Rescale everything below from the line containing "doorway in mirror</item>?" down to the line containing "[[[263,190],[275,189],[290,185],[290,170],[280,170],[263,174]]]", and give back only those lines, requests included. Multiply every polygon coordinate in the answers by 1.7 and round it to a whole number, with halves rounded up.
##### Records for the task
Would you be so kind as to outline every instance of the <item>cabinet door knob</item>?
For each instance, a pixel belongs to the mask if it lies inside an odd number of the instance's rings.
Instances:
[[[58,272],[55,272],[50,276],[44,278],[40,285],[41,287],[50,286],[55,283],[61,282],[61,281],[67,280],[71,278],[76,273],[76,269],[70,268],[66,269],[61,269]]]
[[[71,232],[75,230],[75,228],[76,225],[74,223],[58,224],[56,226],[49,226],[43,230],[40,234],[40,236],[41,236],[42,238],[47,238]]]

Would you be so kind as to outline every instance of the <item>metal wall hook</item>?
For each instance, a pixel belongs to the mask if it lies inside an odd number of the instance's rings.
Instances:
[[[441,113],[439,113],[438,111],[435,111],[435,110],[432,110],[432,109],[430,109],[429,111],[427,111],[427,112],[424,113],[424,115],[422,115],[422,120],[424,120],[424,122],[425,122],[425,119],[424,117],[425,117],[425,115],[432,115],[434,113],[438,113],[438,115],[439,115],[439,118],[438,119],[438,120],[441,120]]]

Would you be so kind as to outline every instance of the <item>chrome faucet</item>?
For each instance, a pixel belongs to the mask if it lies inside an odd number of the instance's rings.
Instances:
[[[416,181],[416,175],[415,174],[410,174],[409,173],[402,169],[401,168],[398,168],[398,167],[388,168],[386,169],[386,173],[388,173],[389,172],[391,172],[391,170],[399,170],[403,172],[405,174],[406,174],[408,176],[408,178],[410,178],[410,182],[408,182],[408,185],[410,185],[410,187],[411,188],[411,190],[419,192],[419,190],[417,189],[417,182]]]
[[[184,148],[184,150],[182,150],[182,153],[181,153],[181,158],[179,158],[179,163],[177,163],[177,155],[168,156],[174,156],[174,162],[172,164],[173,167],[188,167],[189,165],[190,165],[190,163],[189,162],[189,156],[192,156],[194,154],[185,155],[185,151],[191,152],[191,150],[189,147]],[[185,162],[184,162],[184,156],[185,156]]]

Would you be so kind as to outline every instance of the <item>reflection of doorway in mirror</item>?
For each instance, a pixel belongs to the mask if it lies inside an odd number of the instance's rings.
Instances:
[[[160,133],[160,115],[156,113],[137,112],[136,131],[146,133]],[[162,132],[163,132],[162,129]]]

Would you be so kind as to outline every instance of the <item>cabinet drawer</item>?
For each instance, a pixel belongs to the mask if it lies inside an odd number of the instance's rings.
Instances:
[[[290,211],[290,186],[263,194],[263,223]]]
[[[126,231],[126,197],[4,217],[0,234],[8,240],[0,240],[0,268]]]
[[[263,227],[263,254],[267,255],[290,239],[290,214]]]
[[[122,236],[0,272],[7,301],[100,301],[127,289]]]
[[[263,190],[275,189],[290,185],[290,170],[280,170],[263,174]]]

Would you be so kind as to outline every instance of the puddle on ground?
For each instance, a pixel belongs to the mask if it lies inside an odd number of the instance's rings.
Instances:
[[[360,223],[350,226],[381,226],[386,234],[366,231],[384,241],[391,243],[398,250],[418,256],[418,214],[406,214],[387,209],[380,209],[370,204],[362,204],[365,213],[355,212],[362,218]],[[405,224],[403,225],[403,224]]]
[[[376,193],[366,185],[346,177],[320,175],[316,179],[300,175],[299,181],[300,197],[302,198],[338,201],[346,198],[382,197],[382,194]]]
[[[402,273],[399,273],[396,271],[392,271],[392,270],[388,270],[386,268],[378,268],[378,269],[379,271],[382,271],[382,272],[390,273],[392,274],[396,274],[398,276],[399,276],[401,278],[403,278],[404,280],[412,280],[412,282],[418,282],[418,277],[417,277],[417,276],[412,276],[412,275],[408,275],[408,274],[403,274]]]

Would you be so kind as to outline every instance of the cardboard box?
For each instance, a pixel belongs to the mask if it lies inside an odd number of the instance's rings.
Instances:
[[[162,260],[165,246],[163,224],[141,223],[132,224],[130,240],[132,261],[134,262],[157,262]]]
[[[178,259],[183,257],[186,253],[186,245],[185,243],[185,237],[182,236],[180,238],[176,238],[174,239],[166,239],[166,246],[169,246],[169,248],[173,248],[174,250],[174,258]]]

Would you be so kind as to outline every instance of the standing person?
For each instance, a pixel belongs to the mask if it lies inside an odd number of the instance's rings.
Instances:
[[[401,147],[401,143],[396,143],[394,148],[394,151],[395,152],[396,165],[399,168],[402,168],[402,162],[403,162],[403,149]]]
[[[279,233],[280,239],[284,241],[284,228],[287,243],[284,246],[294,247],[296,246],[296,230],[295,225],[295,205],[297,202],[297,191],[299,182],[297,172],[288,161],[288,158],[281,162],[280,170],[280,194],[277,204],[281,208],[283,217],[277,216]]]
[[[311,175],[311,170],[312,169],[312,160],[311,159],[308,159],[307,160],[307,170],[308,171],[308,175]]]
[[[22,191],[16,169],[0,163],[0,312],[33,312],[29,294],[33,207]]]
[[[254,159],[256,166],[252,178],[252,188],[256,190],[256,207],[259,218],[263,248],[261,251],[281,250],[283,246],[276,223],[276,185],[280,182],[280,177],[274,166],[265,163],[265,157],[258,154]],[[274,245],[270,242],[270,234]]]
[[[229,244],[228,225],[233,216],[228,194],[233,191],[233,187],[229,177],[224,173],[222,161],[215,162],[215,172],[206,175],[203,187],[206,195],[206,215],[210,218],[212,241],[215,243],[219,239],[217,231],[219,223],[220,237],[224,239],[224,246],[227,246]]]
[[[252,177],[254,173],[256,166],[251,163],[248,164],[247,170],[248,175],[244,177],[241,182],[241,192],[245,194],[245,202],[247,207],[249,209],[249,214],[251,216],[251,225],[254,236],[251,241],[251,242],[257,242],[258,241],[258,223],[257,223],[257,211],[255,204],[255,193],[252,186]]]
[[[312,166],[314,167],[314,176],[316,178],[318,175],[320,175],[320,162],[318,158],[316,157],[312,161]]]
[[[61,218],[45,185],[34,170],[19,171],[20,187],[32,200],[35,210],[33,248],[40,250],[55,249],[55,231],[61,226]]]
##########
Solution to this task:
Would you be so kind as to outline every instance of the <item>reflection of doorway in mirror</item>?
For each instance, a pixel belongs to the mask if it lies inside an odd number of the instance's rings.
Instances:
[[[272,226],[272,196],[265,192],[233,190],[231,223],[248,226]],[[275,224],[277,224],[275,219]]]

Would you be so kind as to outline every instance of the <item>cabinet drawer</item>?
For each instance, a pixel belongs to the mask if it lies inside an odd number of the instance's rings.
Instances:
[[[493,359],[493,316],[447,330],[447,379]]]
[[[214,393],[214,335],[7,369],[0,398],[14,408],[0,408],[0,456]]]
[[[447,386],[447,432],[454,434],[493,406],[493,364]]]
[[[207,401],[0,462],[12,512],[170,512],[216,491]]]
[[[447,323],[468,321],[493,315],[493,289],[476,289],[447,296]]]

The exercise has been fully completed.